→ **Given problem**: Exactly and only the lines from the one with "Could you point out the grassy bank" through the end of the listing are to be transcribed, both ends included.

------------------------------------------------------------------------

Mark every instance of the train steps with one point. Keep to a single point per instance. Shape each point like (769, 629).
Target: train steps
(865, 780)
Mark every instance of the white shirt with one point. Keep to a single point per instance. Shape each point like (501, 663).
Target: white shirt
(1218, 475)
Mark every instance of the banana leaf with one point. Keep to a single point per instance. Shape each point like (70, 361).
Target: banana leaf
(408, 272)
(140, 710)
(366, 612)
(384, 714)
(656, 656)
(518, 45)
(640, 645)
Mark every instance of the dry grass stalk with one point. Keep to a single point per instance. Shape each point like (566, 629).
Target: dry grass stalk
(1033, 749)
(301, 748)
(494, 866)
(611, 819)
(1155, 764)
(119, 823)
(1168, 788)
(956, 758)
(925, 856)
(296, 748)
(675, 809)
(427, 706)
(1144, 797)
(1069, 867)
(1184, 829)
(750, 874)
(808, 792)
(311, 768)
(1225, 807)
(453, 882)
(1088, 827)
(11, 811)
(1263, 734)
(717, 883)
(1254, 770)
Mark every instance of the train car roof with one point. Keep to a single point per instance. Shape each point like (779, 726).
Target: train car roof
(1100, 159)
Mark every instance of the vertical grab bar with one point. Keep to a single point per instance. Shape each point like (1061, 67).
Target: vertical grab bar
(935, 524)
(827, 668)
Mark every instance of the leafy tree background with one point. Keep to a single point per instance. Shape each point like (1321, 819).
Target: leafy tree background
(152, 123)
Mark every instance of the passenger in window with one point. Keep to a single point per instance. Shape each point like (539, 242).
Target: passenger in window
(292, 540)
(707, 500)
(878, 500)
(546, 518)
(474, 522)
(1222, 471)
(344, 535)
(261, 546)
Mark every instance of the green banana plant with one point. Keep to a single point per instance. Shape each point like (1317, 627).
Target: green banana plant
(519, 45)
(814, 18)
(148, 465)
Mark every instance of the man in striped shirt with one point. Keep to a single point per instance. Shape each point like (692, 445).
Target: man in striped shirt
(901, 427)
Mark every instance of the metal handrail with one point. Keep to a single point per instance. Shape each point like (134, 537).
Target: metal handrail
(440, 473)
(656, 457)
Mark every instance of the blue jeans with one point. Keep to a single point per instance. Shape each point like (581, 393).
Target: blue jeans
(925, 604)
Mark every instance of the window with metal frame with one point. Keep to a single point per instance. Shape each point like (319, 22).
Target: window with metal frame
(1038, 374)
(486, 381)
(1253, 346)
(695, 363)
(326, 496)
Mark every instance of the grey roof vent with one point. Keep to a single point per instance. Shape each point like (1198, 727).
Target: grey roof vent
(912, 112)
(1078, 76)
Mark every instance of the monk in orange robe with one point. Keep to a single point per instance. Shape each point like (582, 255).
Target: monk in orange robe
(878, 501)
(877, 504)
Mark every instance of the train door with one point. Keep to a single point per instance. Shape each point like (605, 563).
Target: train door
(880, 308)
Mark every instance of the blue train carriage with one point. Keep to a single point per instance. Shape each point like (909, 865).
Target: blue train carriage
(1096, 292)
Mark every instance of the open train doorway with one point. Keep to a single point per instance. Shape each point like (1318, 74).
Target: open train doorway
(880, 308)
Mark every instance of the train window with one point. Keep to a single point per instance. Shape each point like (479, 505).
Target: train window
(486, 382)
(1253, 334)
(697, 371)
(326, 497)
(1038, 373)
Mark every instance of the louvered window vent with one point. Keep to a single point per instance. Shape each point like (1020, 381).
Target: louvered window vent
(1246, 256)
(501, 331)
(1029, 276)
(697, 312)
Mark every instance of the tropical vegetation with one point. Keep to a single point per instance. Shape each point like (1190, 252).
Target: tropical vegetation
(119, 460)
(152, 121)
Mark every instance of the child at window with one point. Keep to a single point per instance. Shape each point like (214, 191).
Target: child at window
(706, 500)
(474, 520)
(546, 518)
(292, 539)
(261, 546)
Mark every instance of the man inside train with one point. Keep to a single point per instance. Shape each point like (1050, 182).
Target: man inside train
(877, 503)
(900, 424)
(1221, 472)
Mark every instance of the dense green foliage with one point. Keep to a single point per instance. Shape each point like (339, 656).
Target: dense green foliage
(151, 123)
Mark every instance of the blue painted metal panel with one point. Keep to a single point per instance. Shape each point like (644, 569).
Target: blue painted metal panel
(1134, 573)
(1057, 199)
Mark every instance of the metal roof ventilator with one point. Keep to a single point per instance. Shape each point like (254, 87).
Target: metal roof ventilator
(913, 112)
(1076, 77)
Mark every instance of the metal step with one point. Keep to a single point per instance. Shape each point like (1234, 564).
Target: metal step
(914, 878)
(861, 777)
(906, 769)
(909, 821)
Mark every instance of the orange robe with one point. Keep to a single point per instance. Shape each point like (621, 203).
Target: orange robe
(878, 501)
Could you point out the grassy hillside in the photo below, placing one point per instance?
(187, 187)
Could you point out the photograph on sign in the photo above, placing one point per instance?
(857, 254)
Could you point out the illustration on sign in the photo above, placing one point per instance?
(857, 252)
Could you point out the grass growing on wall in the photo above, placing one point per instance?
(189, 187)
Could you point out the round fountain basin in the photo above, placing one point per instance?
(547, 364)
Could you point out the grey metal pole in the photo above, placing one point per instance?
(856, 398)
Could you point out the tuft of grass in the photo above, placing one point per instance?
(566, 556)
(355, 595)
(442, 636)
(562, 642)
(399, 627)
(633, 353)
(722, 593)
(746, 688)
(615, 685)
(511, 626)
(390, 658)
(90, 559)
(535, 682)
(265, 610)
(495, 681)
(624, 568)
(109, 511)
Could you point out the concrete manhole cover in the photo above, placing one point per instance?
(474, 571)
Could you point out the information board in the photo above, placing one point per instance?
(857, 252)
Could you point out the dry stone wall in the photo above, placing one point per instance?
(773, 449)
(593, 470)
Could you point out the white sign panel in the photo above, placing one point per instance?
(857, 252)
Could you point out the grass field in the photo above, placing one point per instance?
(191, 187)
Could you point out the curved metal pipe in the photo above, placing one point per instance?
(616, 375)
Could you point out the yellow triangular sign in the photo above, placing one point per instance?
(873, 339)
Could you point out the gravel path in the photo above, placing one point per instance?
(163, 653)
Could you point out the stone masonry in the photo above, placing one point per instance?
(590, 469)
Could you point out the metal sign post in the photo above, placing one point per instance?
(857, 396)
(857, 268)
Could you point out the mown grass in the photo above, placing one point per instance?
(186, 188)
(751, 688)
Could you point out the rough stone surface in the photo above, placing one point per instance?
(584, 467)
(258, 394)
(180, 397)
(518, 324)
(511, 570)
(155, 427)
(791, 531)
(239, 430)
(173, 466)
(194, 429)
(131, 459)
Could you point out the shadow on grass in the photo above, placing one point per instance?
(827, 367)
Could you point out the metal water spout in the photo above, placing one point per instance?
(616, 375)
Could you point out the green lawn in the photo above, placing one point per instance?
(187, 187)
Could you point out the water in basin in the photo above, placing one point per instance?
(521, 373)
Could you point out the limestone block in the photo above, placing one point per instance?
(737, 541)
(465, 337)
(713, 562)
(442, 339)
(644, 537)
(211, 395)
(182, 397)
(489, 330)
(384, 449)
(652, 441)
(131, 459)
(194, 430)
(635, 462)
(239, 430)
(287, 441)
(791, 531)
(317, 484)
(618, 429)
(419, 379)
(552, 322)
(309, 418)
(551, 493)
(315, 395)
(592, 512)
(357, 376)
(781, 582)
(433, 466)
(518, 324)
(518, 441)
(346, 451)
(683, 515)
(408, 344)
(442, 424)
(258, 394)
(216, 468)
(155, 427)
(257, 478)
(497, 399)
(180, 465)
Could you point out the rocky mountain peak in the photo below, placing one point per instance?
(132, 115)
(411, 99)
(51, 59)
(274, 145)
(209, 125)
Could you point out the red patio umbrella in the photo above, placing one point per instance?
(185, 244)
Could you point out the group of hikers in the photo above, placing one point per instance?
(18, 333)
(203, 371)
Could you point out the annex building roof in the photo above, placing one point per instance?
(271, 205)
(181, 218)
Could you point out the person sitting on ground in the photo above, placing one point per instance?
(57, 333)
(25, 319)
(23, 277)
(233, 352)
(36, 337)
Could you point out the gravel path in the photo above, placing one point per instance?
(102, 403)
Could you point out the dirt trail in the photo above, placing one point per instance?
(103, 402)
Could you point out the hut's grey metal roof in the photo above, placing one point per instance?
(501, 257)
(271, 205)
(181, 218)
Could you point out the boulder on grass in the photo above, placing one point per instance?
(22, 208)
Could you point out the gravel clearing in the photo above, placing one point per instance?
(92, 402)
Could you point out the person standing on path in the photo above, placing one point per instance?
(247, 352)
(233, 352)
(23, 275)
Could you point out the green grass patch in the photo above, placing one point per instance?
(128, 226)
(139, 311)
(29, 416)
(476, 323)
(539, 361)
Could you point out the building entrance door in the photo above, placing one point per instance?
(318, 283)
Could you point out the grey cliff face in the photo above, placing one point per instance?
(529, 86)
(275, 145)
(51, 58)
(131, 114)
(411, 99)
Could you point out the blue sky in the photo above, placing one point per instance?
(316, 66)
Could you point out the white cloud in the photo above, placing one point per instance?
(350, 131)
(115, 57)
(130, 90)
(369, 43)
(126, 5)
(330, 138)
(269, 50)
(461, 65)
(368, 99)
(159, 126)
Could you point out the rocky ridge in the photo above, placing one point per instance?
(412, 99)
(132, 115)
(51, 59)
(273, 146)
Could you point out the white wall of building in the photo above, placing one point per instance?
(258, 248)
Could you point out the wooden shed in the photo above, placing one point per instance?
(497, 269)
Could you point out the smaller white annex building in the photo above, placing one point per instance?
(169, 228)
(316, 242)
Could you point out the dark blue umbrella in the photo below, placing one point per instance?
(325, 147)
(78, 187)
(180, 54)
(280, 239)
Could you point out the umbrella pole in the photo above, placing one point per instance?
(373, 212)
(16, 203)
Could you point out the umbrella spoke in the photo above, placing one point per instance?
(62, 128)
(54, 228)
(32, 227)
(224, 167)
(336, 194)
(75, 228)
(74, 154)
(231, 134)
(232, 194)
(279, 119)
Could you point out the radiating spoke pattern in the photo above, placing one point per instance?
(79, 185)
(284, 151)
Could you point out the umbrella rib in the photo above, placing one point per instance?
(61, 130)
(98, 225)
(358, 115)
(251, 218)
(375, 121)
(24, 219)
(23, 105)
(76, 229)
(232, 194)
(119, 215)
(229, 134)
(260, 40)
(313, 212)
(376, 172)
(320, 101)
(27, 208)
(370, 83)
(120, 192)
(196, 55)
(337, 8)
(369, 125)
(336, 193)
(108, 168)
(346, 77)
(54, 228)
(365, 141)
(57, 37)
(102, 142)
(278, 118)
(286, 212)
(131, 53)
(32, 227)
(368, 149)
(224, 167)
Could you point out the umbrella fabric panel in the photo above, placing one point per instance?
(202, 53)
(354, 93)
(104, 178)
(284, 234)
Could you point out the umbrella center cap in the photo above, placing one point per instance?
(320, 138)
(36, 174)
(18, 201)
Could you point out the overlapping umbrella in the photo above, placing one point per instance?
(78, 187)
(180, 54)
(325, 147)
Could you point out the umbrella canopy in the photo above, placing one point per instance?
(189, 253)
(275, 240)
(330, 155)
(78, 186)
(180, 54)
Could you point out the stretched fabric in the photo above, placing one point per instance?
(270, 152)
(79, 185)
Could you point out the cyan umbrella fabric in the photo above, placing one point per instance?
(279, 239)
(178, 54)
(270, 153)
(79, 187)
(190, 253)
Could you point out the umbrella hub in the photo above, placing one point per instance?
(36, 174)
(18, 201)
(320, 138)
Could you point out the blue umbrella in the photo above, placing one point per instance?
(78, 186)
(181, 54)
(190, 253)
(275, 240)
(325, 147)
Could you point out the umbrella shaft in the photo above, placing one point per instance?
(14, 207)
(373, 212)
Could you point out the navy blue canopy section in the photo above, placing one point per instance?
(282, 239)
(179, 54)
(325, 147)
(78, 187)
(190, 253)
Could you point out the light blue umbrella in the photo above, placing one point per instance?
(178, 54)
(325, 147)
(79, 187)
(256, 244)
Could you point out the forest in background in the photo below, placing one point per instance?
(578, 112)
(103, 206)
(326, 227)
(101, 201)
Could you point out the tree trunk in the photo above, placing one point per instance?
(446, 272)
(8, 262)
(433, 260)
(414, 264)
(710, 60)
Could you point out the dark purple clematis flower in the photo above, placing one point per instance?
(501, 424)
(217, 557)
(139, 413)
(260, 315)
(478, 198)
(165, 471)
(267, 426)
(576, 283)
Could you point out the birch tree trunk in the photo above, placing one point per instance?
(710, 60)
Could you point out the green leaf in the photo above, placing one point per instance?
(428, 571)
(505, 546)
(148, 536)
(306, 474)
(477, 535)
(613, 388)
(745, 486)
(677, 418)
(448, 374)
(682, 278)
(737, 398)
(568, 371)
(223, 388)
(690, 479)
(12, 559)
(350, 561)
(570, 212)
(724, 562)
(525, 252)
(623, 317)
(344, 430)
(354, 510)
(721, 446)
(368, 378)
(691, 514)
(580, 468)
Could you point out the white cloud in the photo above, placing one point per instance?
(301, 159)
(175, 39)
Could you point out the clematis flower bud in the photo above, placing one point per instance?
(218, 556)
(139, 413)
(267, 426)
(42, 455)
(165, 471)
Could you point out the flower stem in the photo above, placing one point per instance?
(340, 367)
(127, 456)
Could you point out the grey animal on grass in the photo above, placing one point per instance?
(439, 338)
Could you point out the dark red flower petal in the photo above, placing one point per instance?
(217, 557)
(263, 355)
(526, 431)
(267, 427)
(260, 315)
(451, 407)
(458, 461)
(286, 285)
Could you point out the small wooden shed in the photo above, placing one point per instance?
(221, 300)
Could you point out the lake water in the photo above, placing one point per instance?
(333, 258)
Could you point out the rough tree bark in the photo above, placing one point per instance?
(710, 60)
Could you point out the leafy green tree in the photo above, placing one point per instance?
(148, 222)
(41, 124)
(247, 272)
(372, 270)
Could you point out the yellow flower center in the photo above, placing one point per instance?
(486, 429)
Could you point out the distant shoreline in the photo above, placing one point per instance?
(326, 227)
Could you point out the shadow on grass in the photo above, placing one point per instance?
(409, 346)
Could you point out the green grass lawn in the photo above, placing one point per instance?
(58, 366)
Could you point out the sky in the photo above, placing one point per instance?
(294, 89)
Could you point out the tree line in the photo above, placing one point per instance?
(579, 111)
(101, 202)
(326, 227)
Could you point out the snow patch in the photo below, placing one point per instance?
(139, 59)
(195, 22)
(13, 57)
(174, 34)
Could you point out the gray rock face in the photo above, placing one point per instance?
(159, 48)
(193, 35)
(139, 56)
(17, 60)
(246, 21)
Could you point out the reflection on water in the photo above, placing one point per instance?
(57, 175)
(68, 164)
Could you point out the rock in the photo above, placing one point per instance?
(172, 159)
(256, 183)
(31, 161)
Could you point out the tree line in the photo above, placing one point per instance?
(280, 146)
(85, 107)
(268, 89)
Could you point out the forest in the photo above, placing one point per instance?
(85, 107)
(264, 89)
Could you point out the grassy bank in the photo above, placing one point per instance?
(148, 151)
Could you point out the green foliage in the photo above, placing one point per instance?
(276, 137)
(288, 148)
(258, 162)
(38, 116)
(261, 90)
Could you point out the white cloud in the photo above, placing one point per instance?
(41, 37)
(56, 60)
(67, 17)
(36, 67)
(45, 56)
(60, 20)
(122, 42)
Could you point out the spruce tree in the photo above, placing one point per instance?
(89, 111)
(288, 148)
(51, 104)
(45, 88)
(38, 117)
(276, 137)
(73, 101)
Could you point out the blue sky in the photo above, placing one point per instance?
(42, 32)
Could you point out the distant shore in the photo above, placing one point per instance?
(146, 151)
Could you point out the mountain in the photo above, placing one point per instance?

------------------------------------------------------------------------

→ **Worked solution**:
Could you point out the grassy bank in the photo above, placing one point per instance?
(148, 151)
Could you point out the green foliage in the photo above, placing one point per instance?
(276, 137)
(288, 148)
(258, 162)
(38, 116)
(261, 90)
Could you point out the white cloud in the photo above, placing one point per instance?
(41, 37)
(56, 60)
(67, 17)
(36, 67)
(45, 56)
(60, 20)
(122, 42)
Could you point out the spruce tree in the photo above, placing one point per instance?
(89, 111)
(288, 148)
(51, 104)
(45, 88)
(38, 117)
(276, 137)
(73, 101)
Could you point out the blue sky in the photo above, placing one point per instance?
(42, 32)
Could you point out the distant shore in the photo above, placing one point per instance?
(146, 151)
Could you point out the mountain in the photo above, placing one point per instance?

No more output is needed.